Saved entries:
::::::
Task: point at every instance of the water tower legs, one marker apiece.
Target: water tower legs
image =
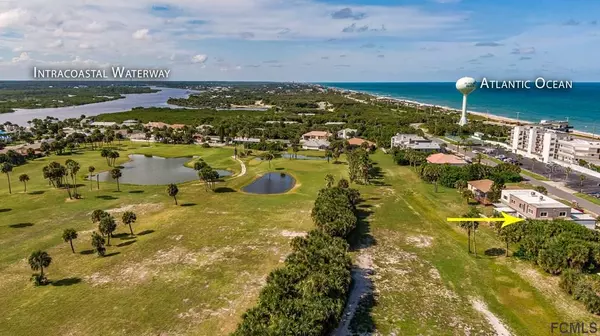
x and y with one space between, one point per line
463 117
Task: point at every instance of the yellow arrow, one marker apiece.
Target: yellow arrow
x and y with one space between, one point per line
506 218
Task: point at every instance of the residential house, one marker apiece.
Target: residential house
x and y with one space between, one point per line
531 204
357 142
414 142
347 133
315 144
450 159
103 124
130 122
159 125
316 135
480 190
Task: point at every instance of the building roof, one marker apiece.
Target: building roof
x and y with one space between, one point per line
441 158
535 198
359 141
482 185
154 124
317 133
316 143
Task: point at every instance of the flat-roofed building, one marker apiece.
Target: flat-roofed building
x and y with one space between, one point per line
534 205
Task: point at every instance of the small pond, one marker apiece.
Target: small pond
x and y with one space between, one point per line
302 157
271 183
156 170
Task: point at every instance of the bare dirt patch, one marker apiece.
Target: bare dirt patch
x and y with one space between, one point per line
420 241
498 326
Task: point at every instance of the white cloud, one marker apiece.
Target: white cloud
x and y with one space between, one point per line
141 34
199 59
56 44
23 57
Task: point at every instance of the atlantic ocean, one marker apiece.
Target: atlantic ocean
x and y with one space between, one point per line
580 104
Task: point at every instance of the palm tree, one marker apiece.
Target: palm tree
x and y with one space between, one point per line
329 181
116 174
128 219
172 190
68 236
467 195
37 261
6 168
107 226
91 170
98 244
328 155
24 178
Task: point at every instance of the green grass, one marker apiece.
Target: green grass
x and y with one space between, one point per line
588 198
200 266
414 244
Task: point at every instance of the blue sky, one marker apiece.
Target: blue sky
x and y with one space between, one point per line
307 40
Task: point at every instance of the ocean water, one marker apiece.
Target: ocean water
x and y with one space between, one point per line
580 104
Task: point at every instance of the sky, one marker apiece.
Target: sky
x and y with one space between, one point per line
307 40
::::::
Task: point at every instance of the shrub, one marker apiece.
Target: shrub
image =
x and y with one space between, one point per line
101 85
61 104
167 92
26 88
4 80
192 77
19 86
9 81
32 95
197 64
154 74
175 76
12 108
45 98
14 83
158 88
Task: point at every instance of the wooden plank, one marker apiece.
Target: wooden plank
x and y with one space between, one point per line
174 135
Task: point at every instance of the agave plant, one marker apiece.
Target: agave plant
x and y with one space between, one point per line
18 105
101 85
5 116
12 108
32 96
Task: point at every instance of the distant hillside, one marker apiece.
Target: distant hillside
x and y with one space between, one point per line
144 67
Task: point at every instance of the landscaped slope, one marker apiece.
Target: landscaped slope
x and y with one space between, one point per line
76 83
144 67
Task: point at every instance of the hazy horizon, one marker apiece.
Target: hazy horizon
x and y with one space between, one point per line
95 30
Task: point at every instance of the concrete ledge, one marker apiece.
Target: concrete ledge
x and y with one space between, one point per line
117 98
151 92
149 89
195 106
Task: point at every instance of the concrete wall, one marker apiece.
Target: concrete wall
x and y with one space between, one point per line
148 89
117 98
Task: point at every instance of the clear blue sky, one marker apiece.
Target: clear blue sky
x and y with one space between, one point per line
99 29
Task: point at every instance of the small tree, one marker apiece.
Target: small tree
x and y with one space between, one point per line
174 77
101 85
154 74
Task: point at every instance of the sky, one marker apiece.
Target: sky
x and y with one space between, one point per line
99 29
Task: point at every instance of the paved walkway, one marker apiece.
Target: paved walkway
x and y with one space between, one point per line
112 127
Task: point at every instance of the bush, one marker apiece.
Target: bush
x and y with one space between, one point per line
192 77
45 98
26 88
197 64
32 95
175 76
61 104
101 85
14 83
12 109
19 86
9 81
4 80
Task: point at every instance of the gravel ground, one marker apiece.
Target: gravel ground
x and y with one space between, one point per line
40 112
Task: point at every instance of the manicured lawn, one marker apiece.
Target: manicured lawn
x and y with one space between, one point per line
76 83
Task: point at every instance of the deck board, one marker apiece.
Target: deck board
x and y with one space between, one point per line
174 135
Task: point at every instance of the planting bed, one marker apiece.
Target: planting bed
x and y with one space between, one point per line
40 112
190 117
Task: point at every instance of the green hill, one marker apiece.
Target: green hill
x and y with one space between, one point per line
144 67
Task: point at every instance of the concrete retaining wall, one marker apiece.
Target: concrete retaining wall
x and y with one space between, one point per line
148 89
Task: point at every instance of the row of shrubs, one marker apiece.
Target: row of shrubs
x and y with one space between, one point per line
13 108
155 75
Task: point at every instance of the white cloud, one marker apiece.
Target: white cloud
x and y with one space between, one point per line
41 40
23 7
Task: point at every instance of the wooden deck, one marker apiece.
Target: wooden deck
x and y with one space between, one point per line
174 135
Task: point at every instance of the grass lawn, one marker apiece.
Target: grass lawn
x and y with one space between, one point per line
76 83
::::::
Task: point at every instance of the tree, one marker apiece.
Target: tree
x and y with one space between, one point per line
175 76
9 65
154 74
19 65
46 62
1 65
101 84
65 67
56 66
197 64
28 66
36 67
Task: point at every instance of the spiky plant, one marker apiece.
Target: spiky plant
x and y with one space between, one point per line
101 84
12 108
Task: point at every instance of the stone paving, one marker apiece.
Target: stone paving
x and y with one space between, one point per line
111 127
::::::
• Exercise aim
Starting from the data above, filter for lines with "house" and copy each one.

• Completed exercise
Task: point at every instance of the residential house, one marker apiece.
Target: residential house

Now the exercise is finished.